-- START EXERCISE DATA --

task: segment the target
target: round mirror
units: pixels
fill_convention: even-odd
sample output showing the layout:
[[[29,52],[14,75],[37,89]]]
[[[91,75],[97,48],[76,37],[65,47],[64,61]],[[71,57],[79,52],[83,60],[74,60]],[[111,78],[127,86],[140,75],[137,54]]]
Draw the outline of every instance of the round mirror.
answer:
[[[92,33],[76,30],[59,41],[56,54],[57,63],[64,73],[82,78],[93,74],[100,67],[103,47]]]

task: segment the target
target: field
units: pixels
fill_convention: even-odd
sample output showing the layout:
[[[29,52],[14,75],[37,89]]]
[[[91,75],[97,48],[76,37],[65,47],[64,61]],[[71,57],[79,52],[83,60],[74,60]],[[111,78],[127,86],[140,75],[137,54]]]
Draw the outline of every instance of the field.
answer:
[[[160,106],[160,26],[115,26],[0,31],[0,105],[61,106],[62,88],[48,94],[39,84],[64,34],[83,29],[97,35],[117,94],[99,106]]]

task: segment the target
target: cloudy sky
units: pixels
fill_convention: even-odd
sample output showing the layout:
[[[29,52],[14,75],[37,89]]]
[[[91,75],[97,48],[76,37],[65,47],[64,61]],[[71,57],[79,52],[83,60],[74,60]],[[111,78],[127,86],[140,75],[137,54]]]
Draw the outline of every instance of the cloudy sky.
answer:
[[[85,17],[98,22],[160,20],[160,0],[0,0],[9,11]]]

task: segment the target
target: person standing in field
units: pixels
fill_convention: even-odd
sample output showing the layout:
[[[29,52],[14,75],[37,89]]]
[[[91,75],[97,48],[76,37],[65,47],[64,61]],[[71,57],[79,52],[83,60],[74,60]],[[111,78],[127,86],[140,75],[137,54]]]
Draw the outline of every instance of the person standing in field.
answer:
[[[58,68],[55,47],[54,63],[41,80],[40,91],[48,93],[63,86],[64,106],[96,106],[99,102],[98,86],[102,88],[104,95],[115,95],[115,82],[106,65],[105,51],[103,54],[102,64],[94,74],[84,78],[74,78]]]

-- END EXERCISE DATA --

TASK DIRECTIONS: Output every line of the material above, from first to last, with nothing changed.

FULL OUTPUT:
task: segment the target
target: round mirror
units: pixels
fill_convention: even-odd
sample output showing the layout:
[[[29,52],[14,75],[37,89]]]
[[[91,75],[97,48],[76,37],[65,47],[64,61]],[[71,57],[79,52],[83,60],[74,60]],[[111,78],[127,86],[140,75],[137,54]]]
Draw the outline of every instance of the round mirror.
answer:
[[[92,33],[76,30],[59,41],[56,54],[57,63],[64,73],[82,78],[93,74],[100,67],[103,47]]]

task: segment the target
target: field
units: pixels
fill_convention: even-odd
sample output showing the layout:
[[[29,52],[14,75],[37,89]]]
[[[91,75],[97,48],[76,37],[65,47],[64,61]],[[71,57],[79,52],[83,60],[74,60]],[[111,78],[127,86],[140,75],[137,54]]]
Draw the outline of every instance of the field.
answer:
[[[160,106],[160,26],[115,26],[0,31],[0,105],[61,106],[62,88],[48,94],[39,84],[64,34],[83,29],[97,35],[117,94],[99,106]]]

task: segment the target
target: cloudy sky
units: pixels
fill_convention: even-odd
sample output showing the layout:
[[[29,52],[14,75],[37,89]]]
[[[91,75],[97,48],[76,37],[65,47],[64,61]],[[71,57],[79,52],[83,60],[74,60]],[[111,78],[127,86],[140,75],[137,54]]]
Draw the outline of every instance of the cloudy sky.
answer:
[[[85,17],[98,22],[160,20],[160,0],[0,0],[9,11]]]

task: segment the target
target: person standing in field
units: pixels
fill_convention: even-odd
sample output showing the layout:
[[[29,52],[14,75],[37,89]]]
[[[91,75],[97,48],[76,37],[65,47],[64,61]],[[71,57],[79,52],[83,60],[74,60]],[[111,78],[127,86],[140,75],[137,54]]]
Draw the outline of every instance of the person standing in field.
answer:
[[[58,68],[55,47],[54,63],[41,80],[40,91],[48,93],[63,86],[64,106],[96,106],[99,102],[98,86],[102,88],[104,95],[115,95],[115,82],[106,65],[105,51],[103,54],[102,64],[94,74],[84,78],[74,78]]]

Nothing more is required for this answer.